EXERCISE OBJECTIVE:
Using the entries below, say how many of the lines carry "jacket". Write the number alone.

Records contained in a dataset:
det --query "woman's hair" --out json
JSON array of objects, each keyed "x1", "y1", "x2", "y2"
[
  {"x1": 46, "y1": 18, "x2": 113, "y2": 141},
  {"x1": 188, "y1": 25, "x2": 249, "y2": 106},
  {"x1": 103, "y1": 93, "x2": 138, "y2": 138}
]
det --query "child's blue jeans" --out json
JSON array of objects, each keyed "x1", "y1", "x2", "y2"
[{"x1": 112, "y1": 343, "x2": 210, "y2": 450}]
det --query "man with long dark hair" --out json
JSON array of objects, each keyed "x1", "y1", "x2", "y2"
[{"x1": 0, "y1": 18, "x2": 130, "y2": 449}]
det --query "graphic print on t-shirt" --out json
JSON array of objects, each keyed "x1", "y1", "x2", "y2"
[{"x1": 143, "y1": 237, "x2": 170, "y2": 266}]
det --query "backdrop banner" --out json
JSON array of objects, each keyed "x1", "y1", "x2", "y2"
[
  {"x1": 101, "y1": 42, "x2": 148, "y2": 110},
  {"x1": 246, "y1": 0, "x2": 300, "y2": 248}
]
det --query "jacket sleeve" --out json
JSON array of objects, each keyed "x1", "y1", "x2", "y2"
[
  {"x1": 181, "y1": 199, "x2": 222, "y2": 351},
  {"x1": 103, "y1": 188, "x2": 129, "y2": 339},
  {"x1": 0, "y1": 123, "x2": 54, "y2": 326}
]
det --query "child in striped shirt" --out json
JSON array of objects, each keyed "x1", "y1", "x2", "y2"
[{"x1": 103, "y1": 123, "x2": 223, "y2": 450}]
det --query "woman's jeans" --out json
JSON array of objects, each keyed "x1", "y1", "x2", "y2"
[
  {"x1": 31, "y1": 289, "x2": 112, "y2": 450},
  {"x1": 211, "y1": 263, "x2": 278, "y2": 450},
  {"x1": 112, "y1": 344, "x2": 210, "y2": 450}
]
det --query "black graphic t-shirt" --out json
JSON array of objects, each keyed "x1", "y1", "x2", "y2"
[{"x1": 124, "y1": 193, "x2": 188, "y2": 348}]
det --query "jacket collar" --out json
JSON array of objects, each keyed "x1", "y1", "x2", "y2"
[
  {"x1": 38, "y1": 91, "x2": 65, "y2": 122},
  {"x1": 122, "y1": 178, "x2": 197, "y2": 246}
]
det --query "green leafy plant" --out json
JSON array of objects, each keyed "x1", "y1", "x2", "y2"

SOLUTION FOR THIS TASK:
2